**WHAT IS REQUIRED**
Would you please copy every line below that includes the string "sunset"?

**SUPPLIED MATERIAL**
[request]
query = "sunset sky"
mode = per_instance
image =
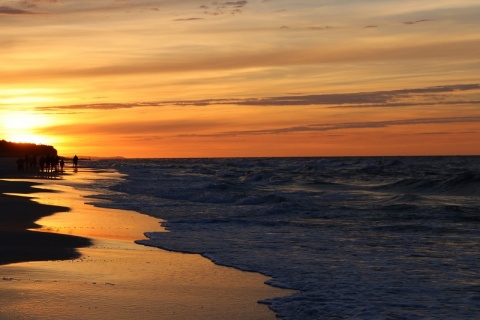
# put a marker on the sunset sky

**EXERCISE SOLUTION**
query = "sunset sky"
# put a marker on the sunset sky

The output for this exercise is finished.